▼
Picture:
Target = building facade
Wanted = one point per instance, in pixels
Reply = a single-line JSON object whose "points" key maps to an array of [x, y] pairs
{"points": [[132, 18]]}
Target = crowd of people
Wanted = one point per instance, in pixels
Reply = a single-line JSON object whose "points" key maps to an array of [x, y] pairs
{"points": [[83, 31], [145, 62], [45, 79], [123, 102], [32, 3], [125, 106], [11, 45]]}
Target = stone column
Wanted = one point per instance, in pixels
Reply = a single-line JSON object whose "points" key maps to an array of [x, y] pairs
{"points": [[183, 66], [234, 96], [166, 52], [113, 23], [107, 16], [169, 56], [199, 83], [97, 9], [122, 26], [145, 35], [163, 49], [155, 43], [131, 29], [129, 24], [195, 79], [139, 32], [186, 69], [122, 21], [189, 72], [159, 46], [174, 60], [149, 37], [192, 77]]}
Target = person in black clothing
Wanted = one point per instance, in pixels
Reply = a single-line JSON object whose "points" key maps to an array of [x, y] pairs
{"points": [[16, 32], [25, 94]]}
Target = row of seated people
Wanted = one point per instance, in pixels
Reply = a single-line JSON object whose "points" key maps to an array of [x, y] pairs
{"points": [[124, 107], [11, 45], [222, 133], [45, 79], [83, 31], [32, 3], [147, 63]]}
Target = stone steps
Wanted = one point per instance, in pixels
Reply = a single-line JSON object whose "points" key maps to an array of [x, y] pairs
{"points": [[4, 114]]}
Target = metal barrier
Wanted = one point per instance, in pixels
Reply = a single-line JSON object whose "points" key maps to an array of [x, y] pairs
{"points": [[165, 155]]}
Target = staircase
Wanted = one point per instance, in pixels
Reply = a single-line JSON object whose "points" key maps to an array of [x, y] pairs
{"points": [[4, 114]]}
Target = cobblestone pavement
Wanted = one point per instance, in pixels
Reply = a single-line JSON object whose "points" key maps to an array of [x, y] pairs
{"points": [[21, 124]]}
▲
■ Problem requirements
Set down all of the entries exactly, please.

■ Worked answer
Picture:
Target = building facade
Wanted = one point per instance, in pixels
Reply = a single-line JSON object whose "points" key maps to an array of [x, y] pairs
{"points": [[132, 18]]}
Target = crowd of people
Wanted = one point per instance, in pixels
Reply = a single-line JSON object whose "points" key maps to an array of [x, y] pairs
{"points": [[83, 31], [145, 62], [45, 79], [123, 102], [32, 3], [125, 106], [11, 45]]}
Target = stone column
Wanted = one point per instance, in pixels
Reply = a single-line JSON object whose "points" key maps to an array of [x, y] pairs
{"points": [[183, 66], [234, 96], [166, 52], [113, 23], [107, 16], [169, 56], [199, 83], [97, 9], [122, 26], [145, 35], [163, 49], [155, 43], [131, 29], [129, 24], [195, 79], [139, 32], [186, 69], [122, 21], [189, 72], [159, 46], [174, 60], [149, 37], [192, 77]]}
Target = person in black clothing
Wanted = one point per instance, in pixels
Reply = a single-line JSON object whose "points" key maps to an array of [x, y] pairs
{"points": [[16, 32], [25, 94]]}
Target = row of seated people
Wanted = one point per instance, in pixels
Reply = a single-line JSON object whose "points" key maps to an array of [x, y] pairs
{"points": [[124, 107], [11, 45], [222, 133], [45, 79], [83, 31], [32, 3], [147, 63]]}
Target = stone steps
Wanted = one point per instance, in pixels
Reply = a single-line JSON object whose "points" key maps to an array of [x, y] pairs
{"points": [[4, 114]]}
Target = metal barrier
Wanted = one point per instance, in pixels
Reply = a single-line JSON object whose "points" key maps to an array of [x, y] pairs
{"points": [[165, 155]]}
Target = staircase
Wanted = one point per instance, in pixels
Reply = a single-line JSON object whose "points" key maps to an array of [x, y] pairs
{"points": [[4, 114]]}
Target = cobblestone pavement
Wanted = one point per instance, in pixels
Reply = a single-line JSON object whose "points" key maps to an array of [x, y] pairs
{"points": [[21, 124]]}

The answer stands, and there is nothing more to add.